---------- Text to read ----------

Yesterday, my wife wrote down some things she wanted to have some understanding on. why i did or said things. i told her to give me a call at 2pm. she slept thru it because she got up early and our child was runnin her up the wall. we talked for 2 hours.

i was 100% honest and truthful. i warned her that she may not like what she hears but the truth is the truth. after we talked everything out, she said that i didnt sound sincere. i told her that there was no way i could be any more sincere. i said that i was sorry she did not get what she may or may not have been looking for, i was as truthful as i could be.

i dont think shes understanding why i was so mean and controlling all those years. i explained to her that my mother ran my life for so long that when i got out on my own i didnt know what to do because there wasnt someone there doing everything for me. i wish i could have realized that back then. i didnt want my mother to be there like that but thats how it had "always been", even back when i was 16. i dont mean in the good parent sort of way, i mean like "you shouldnt date her, shes a ****.", saying this about my g/f at hte time when i was 16. how is a 16 y/o supposed to hear that from thier parent and deal with that?

i just found out yesterday that my mother opened an online account under my name and didnt tell me about it. now its overdue payment and has $177 on it. yeh, i had to field that call in the AT&T store where i was trying to change the phone out of her name and under mine. i was under her family plan. i have my own family. i called her and told her that the account was closed and it WILL be paid off today or tomorrow. i also told her to whittle down whats left in the bank account to the nearest $100 and let me know the final number so i can transfer it out. im tired of being used.

---------- Data rows ----------

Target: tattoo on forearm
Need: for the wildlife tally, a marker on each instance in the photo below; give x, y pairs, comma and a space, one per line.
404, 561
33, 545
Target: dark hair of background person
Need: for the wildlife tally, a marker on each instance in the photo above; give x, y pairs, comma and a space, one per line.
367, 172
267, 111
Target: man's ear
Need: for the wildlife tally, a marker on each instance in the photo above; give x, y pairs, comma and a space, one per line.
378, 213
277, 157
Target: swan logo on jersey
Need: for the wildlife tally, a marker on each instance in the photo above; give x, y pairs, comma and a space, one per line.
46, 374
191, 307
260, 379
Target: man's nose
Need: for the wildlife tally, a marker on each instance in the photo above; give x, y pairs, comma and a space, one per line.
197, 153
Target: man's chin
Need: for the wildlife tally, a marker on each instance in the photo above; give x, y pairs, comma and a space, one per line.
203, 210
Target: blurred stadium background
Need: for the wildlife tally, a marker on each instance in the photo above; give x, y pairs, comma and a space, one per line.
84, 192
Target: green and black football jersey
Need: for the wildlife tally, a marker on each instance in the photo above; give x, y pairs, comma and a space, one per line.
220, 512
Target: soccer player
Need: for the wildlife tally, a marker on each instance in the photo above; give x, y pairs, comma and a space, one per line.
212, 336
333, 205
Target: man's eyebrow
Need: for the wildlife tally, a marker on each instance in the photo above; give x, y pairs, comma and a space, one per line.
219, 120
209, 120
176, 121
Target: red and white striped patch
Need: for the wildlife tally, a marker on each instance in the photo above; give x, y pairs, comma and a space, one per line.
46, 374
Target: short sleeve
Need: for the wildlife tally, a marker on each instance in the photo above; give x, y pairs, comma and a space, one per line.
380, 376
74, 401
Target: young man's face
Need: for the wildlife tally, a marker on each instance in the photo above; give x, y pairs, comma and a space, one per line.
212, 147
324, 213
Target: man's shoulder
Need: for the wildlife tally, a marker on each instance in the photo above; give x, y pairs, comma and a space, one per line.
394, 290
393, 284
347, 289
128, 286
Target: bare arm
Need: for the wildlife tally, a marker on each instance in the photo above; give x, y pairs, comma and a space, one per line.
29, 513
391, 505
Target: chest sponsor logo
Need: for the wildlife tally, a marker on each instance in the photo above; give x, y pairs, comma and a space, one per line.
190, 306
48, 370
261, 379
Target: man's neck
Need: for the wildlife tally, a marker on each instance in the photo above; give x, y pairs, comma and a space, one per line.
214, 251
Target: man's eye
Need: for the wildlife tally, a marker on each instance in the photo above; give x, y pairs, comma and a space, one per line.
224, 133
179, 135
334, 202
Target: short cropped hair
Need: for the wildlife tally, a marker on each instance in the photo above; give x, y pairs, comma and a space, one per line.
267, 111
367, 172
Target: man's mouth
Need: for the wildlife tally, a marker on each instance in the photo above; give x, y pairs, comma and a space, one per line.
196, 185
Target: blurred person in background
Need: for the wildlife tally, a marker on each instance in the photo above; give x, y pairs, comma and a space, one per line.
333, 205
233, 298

----------

→ **Instructions**:
A - From the forum post, print the passage starting at "Yesterday, my wife" and ending at "i could be.".
B - Translate this sentence from the forum post into Spanish: "i called her and told her that the account was closed and it WILL be paid off today or tomorrow."
The rows aren't needed.

→ **The responses**:
A -
Yesterday, my wife wrote down some things she wanted to have some understanding on. why i did or said things. i told her to give me a call at 2pm. she slept thru it because she got up early and our child was runnin her up the wall. we talked for 2 hours.

i was 100% honest and truthful. i warned her that she may not like what she hears but the truth is the truth. after we talked everything out, she said that i didnt sound sincere. i told her that there was no way i could be any more sincere. i said that i was sorry she did not get what she may or may not have been looking for, i was as truthful as i could be.

B - La llamé y le dije que la cuenta estaba cerrada y que SE PAGARÁ hoy o mañana.